**STATED GOAL 1**
For each statement, (a), (b) and (c), say yes or no as to whether the WKLM paper summary below agrees with it, and quote the words from the summary that decide it. (a) WKLM trains the model to tell correct entity mentions apart from replacements of the same type. (b) Existing solutions are lightweight and need no external knowledge base. (c) Zero-shot fact completion shows that standard BERT encodes a great deal of entity-level knowledge.
**STATED GOAL 2**
Resume the WKLM paper summary below, picking up after its last sentence.

— START DOCUMENT SEGMENT —

WKLM Pretrained Encyclopedia: Weakly Supervised Knowledge-Pretrained Language Model

📝 Paper Summary

Knowledge-Enhanced Language Models Weakly Supervised Pretraining

WKLM (Weakly Supervised Knowledge-Pretrained Language Model) enhances BERT by training it to distinguish correct entity mentions from same-type negative replacements, improving factual knowledge retention.

Core Problem

Standard language model pretraining (like BERT) captures syntax and semantics but struggles to explicitly model entity-centric encyclopedic knowledge.

Why it matters:

Pretrained models often fail tasks requiring external world knowledge (e.g., specific facts about entities) despite training on large corpora.
Existing solutions often require complex external knowledge base integrations or memory-heavy architectures.
Zero-shot fact completion reveals that standard BERT encodes entity-level knowledge only to a limited degree.

Concrete Example: In a sentence like 'The capital of France is Paris', a standard LM might predict 'Paris' based on collocation. WKLM is explicitly trained to distinguish 'Paris' from other cities (e.g., 'London', 'Berlin') placed in that context, forcing it to learn the factual relationship rather than just linguistic patterns.

Key Novelty

Entity Replacement Training (Weakly Supervised)

Instead of just masking random tokens, the model identifies entity mentions and replaces them with other entities of the *same type* (e.g., replacing a person with another person).
The model must determine if an entity in the text is the original correct one or a replacement, effectively training it to fact-check statements.

— END DOCUMENT SEGMENT —
— START EXTRACTED INFORMATION —

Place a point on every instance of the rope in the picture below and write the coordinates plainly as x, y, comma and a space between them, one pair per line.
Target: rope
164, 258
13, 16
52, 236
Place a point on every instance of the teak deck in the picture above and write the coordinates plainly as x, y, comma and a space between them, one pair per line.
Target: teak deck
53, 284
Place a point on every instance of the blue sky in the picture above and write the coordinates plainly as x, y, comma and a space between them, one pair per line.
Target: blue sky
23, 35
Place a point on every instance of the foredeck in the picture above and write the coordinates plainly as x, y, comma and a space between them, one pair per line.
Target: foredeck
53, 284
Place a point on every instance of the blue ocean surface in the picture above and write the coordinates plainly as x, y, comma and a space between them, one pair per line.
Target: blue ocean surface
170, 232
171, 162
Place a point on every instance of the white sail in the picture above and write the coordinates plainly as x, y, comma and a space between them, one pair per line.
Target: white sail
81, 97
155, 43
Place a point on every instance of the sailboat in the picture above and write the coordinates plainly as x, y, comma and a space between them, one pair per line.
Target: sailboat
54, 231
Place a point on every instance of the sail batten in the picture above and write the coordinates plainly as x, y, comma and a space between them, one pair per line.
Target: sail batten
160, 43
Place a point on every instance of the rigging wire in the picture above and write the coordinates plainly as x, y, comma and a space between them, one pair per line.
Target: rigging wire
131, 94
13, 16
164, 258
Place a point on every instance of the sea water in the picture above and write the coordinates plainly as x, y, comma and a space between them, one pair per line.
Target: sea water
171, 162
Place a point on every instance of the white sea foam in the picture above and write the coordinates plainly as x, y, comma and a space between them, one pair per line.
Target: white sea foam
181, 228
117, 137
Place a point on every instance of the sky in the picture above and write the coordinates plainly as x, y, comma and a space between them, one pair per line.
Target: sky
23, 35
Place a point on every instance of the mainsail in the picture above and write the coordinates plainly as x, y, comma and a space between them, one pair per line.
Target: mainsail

— END EXTRACTED INFORMATION —

**TASK OUTPUT 1**
(a) Yes: "distinguish correct entity mentions from same-type negative replacements"
(b) No: "Existing solutions often require complex external knowledge base integrations or memory-heavy architectures."
(c) No: "standard BERT encodes entity-level knowledge only to a limited degree"

**TASK OUTPUT 2**
This objective is combined with standard Masked Language Modeling (MLM) but requires no external knowledge base architecture changes during fine-tuning.

Architecture

Illustration of the Type-Constrained Entity Replacement strategy.

Evaluation Highlights

Outperforms BERT-large on Zero-Shot Fact Completion (Hits@10) with significant gains (e.g., +24.8% on 'Capital Of' relation).
Achieves new state-of-the-art on FIGER fine-grained entity typing with 60.21% accuracy (+5.68% over BERT base).
Improves open-domain QA performance on WebQuestions, TriviaQA, and Quasar-T by an average of 2.7 F1 score over BERT.

Breakthrough Assessment

7/10

Simple yet highly effective pretraining objective that significantly improves knowledge grounding without architectural changes. Sets SOTA on entity typing and improves QA, though relies on existing BERT architecture.

⚙️ Technical Details

Problem Definition

Setting: Pretraining a language encoder to capture real-world entity knowledge from unstructured text.

Inputs: Text documents with recognized entity mentions (linked to Wikipedia/Wikidata).

Outputs: Binary prediction for each entity mention indicating whether it is the original correct entity or a replacement.

Pipeline Flow

Entity Recognition & Linking (Identify mentions in text)
Negative Sampling (Replace mentions with same-type entities)
Encoder Processing (BERT processes modified text)
Prediction (Binary classification on entity tokens + MLM prediction)

System Modules

Data Preprocessor

Identify entities using Wikipedia anchors/Wikidata aliases and create negative examples by replacing entities with others of the same type.

Model or implementation: String matching against Wikidata

Language Encoder

Encode the text context and entity mentions.

Model or implementation: BERT-base architecture (12 layers, 768 hidden dim)

Entity Discriminator head

Predict if an entity mention is original or replaced based on boundary word representations.

Model or implementation: Linear layer over concatenated boundary word representations

Novel Architectural Elements

Entity-level binary classification head utilizing boundary tokens (words before/after entity) to judge factual correctness

Modeling

Base Model: BERT-base (12 layers, 768 hidden)

Training Method: Multi-task learning: Masked Language Modeling (MLM) + Entity Replacement discrimination

Objective Functions:

Purpose: Distinguish correct entities from replacements.

Formally: J = Ind(e in E+) * log P(e|C) + (1 - Ind(e in E+)) * log (1 - P(e|C))
Purpose: Standard language modeling.

Formally: Masked Language Model loss (masks restricted to outside entity spans)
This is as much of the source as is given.